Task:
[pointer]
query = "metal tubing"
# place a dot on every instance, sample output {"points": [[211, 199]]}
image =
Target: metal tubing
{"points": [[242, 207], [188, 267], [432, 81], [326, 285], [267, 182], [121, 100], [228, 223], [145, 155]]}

| Aim of the exercise |
Collect every line in the items above that contains the word "tubing", and copy each one in full.

| Solved problem |
query = "metal tubing"
Target: metal tubing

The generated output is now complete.